Document excerpt

Conf/CfP - 'Mediated Populisms', 6 October 2017, USA

Publish Date: Apr 19, 2017

Deadline: May 01, 2017

CFP: 'Mediated Populisms' The 2017 Neil Postman Graduate Conference

CFP Deadline: Monday, May 1, 2017
Conference: Friday, October 6, 2017
Keynote: Zeynep Tufekci

At 3:30 a.m. on November 9, just after the 2016 U.S. election results were announced, The New York Times published an article entitled “How Did the Media—How Did We—Get This Wrong?”. In the piece, four NYT correspondents struggled to find answers to how the media—they, themselves—might have partially abetted the electoral outcome. Their concerns reflect the contradictory position of news media facing authoritarian populist political figures. According to political communication scholar Gianpietro Mazzoleni, savvy media use (often articulated through media critique) is indispensable to the success of populist political figures, regardless of ideology. [1] Mazzoleni claims that news media have undergone a process of “popularization,” increasing their focus on personalities over political content, thereby lending themselves more readily to the “diffusion” of populist ideas. [2] Can populism exist independently of its mediation? And if media are involuntarily complicit in the spread of authoritarian populism specifically, what room do they have for resistance?

In this conference we will explore the relationship between “populism,” across ideological spectrums and national boundaries, and media—that is, the practices, economies, and politics of information circulation, production, and consumption through various industries, networks, and technologies. If we understand populism to be a political “logic” rather than orientation, as Ernesto Laclau famously argued in 2005[3], how is this logic mediated differently across a range of political alternatives? In what ways does the conflation of political logic and orientation foreclose political possibilities? How are multiple techniques and technologies—old and new—leveraged to assert or deny populist discourse? Crucially, this conference is interested in the relationship between the charge of “populism” perpetuated by information industries, its cultural and technological mediation, and the equating of divergent political platforms.

Given entries
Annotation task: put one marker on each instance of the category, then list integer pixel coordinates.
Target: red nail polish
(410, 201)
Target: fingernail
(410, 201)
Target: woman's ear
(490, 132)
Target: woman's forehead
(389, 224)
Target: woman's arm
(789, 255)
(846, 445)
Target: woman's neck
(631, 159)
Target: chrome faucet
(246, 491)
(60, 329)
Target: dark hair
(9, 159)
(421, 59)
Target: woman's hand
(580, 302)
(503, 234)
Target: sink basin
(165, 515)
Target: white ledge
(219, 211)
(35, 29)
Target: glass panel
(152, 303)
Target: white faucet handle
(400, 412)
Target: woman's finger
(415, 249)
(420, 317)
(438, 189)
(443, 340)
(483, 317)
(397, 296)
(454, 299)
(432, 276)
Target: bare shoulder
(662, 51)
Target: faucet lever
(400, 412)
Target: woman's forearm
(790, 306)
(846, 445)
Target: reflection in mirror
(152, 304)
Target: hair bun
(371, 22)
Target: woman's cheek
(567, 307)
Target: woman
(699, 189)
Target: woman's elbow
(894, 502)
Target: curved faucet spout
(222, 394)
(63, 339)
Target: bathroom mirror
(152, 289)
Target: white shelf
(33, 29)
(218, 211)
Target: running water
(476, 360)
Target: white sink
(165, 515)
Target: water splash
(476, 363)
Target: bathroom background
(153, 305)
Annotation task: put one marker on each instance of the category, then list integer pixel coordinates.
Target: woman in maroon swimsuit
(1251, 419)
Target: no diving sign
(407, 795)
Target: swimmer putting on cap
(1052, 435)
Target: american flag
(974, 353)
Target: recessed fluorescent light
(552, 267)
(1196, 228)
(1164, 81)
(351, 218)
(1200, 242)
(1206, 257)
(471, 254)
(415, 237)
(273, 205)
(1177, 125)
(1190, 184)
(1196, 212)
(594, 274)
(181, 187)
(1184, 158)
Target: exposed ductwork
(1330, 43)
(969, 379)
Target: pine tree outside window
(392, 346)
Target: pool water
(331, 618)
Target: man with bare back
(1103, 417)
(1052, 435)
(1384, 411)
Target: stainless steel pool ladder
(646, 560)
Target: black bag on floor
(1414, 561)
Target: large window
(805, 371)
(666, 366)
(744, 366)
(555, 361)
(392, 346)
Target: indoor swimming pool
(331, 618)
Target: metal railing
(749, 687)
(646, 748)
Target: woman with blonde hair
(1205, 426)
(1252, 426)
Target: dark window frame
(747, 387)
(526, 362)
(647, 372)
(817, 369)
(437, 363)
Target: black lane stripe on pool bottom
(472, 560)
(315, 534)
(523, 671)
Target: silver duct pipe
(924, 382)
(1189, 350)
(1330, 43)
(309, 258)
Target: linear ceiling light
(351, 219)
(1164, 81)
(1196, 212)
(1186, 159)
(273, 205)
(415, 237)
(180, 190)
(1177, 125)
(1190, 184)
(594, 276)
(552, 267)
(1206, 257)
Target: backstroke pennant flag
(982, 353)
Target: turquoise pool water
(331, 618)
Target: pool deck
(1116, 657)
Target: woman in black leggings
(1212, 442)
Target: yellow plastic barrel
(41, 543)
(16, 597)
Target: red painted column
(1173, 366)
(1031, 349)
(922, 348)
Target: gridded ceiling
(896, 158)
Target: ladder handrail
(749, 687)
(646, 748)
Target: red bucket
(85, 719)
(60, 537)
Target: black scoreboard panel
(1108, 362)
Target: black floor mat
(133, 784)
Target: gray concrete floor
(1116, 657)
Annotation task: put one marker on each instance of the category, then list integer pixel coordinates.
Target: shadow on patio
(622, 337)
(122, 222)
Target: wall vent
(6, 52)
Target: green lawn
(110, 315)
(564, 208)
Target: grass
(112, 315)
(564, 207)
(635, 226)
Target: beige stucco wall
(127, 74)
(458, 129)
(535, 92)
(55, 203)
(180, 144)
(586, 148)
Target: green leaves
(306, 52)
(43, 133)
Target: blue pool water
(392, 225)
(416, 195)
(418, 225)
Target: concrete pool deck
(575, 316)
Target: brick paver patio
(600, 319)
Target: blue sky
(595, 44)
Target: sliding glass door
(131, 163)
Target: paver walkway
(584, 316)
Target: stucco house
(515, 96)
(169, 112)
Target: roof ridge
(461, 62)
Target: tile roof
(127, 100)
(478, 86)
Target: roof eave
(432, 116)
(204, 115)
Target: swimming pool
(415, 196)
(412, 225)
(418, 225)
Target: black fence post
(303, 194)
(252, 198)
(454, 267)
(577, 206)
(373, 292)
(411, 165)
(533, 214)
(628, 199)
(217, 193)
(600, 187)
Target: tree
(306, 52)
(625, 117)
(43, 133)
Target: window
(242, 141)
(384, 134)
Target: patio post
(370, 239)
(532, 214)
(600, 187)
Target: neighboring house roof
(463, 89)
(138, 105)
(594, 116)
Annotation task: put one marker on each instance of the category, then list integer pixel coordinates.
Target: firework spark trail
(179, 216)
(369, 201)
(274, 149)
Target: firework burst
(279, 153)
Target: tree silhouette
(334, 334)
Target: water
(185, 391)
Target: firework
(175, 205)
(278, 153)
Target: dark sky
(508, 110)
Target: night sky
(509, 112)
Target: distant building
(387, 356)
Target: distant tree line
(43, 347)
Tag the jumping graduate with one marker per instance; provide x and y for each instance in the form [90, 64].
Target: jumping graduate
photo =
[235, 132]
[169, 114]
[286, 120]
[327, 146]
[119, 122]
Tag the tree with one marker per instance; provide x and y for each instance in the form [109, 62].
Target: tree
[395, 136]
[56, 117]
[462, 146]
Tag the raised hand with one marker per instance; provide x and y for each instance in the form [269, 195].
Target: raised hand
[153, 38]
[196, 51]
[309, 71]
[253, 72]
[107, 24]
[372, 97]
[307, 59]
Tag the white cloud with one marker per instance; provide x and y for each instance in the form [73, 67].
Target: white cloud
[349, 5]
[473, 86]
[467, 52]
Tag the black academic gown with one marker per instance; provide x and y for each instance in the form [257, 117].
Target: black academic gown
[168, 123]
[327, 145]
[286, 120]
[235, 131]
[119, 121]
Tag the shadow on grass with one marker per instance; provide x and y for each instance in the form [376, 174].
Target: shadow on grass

What you are asked to do
Write out the whole call for papers on mediated populisms again, word for word.

Result
Conf/CfP - 'Mediated Populisms', 6 October 2017, USA

Publish Date: Apr 19, 2017

Deadline: May 01, 2017

CFP: 'Mediated Populisms' The 2017 Neil Postman Graduate Conference

CFP Deadline: Monday, May 1, 2017
Conference: Friday, October 6, 2017
Keynote: Zeynep Tufekci

At 3:30 a.m. on November 9, just after the 2016 U.S. election results were announced, The New York Times published an article entitled “How Did the Media—How Did We—Get This Wrong?”. In the piece, four NYT correspondents struggled to find answers to how the media—they, themselves—might have partially abetted the electoral outcome. Their concerns reflect the contradictory position of news media facing authoritarian populist political figures. According to political communication scholar Gianpietro Mazzoleni, savvy media use (often articulated through media critique) is indispensable to the success of populist political figures, regardless of ideology. [1] Mazzoleni claims that news media have undergone a process of “popularization,” increasing their focus on personalities over political content, thereby lending themselves more readily to the “diffusion” of populist ideas. [2] Can populism exist independently of its mediation? And if media are involuntarily complicit in the spread of authoritarian populism specifically, what room do they have for resistance?

In this conference we will explore the relationship between “populism,” across ideological spectrums and national boundaries, and media—that is, the practices, economies, and politics of information circulation, production, and consumption through various industries, networks, and technologies. If we understand populism to be a political “logic” rather than orientation, as Ernesto Laclau famously argued in 2005[3], how is this logic mediated differently across a range of political alternatives? In what ways does the conflation of political logic and orientation foreclose political possibilities? How are multiple techniques and technologies—old and new—leveraged to assert or deny populist discourse? Crucially, this conference is interested in the relationship between the charge of “populism” perpetuated by information industries, its cultural and technological mediation, and the equating of divergent political platforms.